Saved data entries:
###
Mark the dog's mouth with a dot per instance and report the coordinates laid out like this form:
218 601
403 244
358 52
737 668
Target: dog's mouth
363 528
###
» **WRITTEN INSTRUCTION**
Without leaving anything out, quote all the data.

» **ANSWER IN FULL**
Mark the dog's mouth with a dot per instance and report the coordinates laid out like this form:
218 601
403 244
358 52
737 668
Target: dog's mouth
363 528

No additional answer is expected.